▸ **Task**:
Search the material below for the string "shopper" and copy each line where it appears.

▸ **Data shown**:
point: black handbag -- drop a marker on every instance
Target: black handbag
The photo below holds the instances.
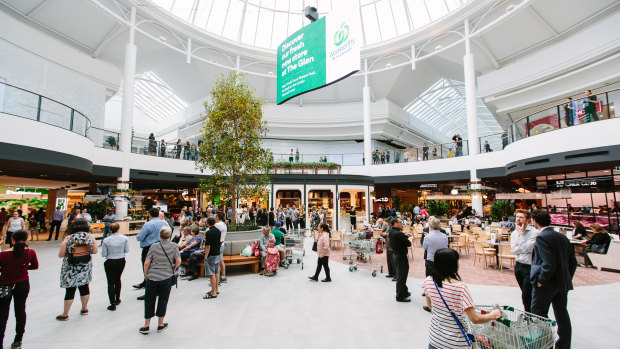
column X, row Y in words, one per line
column 6, row 291
column 175, row 276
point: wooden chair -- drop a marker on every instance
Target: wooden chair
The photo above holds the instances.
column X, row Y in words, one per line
column 480, row 251
column 460, row 244
column 505, row 253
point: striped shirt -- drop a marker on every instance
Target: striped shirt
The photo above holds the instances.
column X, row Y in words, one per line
column 444, row 332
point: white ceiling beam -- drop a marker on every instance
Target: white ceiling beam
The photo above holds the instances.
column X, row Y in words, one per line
column 117, row 29
column 542, row 20
column 37, row 8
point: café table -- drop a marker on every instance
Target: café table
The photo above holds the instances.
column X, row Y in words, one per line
column 496, row 244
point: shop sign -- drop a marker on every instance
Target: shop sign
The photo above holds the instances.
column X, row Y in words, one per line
column 519, row 196
column 448, row 197
column 428, row 185
column 602, row 181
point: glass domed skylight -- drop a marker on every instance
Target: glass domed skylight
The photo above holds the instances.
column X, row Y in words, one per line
column 265, row 23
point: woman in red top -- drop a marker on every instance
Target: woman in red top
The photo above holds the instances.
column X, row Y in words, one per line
column 14, row 266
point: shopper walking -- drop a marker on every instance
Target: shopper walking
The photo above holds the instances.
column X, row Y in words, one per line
column 108, row 219
column 113, row 249
column 15, row 264
column 55, row 222
column 160, row 265
column 400, row 243
column 77, row 266
column 553, row 268
column 322, row 249
column 14, row 224
column 447, row 298
column 522, row 241
column 148, row 235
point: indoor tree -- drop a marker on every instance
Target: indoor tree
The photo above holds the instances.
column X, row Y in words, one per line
column 231, row 148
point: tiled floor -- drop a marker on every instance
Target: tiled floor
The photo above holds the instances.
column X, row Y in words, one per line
column 479, row 274
column 285, row 311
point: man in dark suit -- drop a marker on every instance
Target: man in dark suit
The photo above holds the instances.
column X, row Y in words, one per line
column 553, row 267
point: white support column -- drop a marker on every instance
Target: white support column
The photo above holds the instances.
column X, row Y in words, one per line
column 472, row 119
column 129, row 72
column 367, row 124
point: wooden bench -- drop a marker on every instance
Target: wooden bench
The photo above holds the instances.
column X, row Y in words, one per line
column 253, row 262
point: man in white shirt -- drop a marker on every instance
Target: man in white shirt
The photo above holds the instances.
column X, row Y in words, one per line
column 219, row 224
column 522, row 245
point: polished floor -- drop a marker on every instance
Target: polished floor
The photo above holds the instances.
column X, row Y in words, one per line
column 285, row 311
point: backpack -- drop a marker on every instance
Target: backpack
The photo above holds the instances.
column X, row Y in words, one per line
column 379, row 248
column 79, row 253
column 272, row 260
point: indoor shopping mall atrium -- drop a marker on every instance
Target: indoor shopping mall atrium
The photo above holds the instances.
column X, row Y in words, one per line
column 309, row 174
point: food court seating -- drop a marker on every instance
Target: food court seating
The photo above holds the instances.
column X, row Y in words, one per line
column 505, row 253
column 480, row 251
column 610, row 260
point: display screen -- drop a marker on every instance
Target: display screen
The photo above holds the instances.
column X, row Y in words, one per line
column 319, row 54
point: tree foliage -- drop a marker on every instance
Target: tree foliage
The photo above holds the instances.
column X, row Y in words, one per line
column 231, row 137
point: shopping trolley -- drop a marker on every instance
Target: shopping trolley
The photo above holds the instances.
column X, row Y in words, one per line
column 294, row 246
column 362, row 249
column 515, row 330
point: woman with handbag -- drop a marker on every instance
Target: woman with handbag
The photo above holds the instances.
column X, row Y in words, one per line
column 322, row 249
column 77, row 266
column 15, row 285
column 160, row 266
column 449, row 301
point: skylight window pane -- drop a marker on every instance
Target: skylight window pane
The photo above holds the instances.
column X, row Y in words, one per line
column 182, row 8
column 202, row 13
column 233, row 20
column 436, row 9
column 419, row 14
column 371, row 27
column 218, row 15
column 453, row 4
column 295, row 23
column 386, row 20
column 249, row 25
column 264, row 30
column 400, row 17
column 280, row 25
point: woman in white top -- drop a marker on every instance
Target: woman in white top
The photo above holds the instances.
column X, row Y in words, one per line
column 14, row 224
column 444, row 332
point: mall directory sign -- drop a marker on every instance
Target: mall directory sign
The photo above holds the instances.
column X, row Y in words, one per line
column 321, row 53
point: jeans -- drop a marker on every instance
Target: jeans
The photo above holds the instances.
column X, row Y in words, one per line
column 54, row 225
column 542, row 298
column 322, row 262
column 522, row 273
column 113, row 271
column 155, row 290
column 20, row 294
column 402, row 270
column 391, row 267
column 106, row 232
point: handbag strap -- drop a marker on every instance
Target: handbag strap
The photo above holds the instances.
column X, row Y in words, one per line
column 458, row 322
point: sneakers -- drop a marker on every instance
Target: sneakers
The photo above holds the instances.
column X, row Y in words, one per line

▸ **Task answer**:
point: shopper walking -- drop a marker on every instance
Target: shopper walking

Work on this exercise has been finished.